── EXTRACTED TEXT ──
Friday, May 25, 2007

On Clive James’ Cultural Amnesia

I’d like to call attention to a recent book worth contemplating, Clive James’ Cultural Amnesia: Necessary Memories from History and the Arts. My own attention was drawn to the book by two well-written reviews of it, one by Tara Gallagher in The Nation (May 14, 2007, pp. 46 – 52, very positive), the other by Richard Locke in Bookforum (April / May, 2007, pp. 26 – 27, 53, decidedly mixed).

The book is largely James’ discussion of several decades of reading, with the book taking the form of a series of essays about 107 cultural figures over a span of 876 pages. Given the title, the book clearly is attempting to remedy amnesia with regard to great literary and artistic production. The book could also be taken to task for focusing almost exclusively on white, mostly European, mostly 20th century males, as Locke does to a certain extent in Bookforum. In this context, I’m mainly interested in addressing a few of James’ general arguments.
───
── DATA SHOWN ──
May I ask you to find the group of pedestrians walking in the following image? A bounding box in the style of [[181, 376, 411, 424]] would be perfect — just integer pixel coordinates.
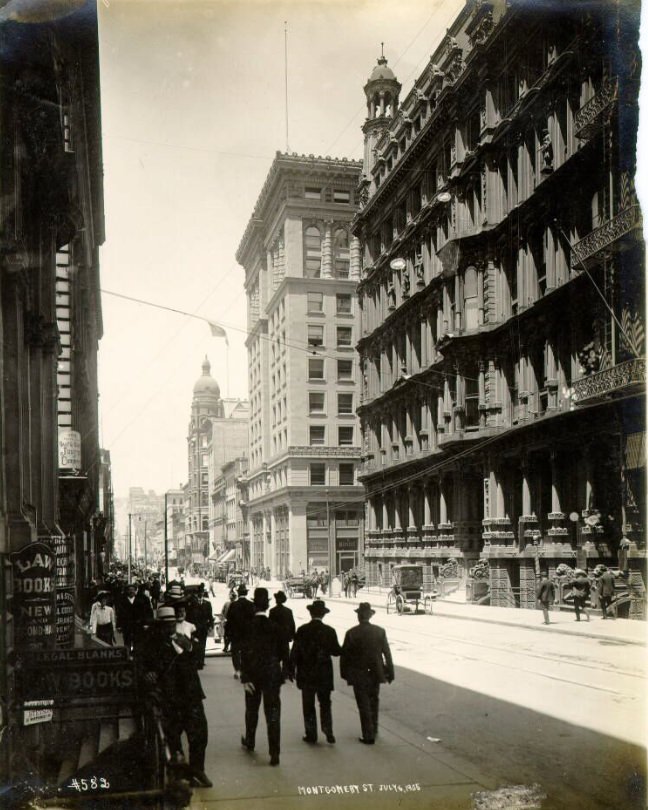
[[536, 565, 616, 624]]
───
**DIRECTIVES**
1 - Decide whether each statement agrees with the post on Clive James’ Cultural Amnesia, answering yes or no and quoting the deciding words: (a) Tara Gallagher's review was very positive; (b) the book covers 107 cultural figures in 876 pages; (c) Richard Locke's review ran in The Nation.
2 - Extend the post on Clive James’ Cultural Amnesia, starting after its last sentence.
The material comes from a separate source unrelated to the text.

**SET OF ANSWERS**
1 -
(a) Yes: "one by Tara Gallagher in The Nation (May 14, 2007, pp. 46 – 52, very positive)"
(b) Yes: "a series of essays about 107 cultural figures over a span of 876 pages"
(c) No: "the other by Richard Locke in Bookforum"

2 -
I’d first like to point out James’ interesting comments on humanism, culture, and 20th century totalitarianism, comments that both book reviewers also noted prominently. Here I quote from Gallagher’s review in The Nation, as her discussion provided a useful frame for the quotations of James:

“But James’s vision of the life of the mind only begins with the individual. His introduction explains how he used to struggle with the seeming paradox that culture doesn’t necessarily lead to humanism – witness Leni Riefenstahl or Louis-Ferdinand Céline, both of whom made common cause with totalitarian regimes. Then it dawned on him: ‘Humanism wasn’t in the separate activities’ that comprise culture, ‘humanism was the connection between them,’ ‘all the aspects of life illuminating one another, in a honeycomb of understanding.’ Humanism is the embrace of human creativity in all its variety. From this principle follows a complete aesthetics, politics and sociology of humanistic endeavor, though James would reject such lifeless and systematizing terms for the philosophy he elaborates, unsystematically and in full-blooded contact with the particulars of dozens of actual lives, across the length of the book.”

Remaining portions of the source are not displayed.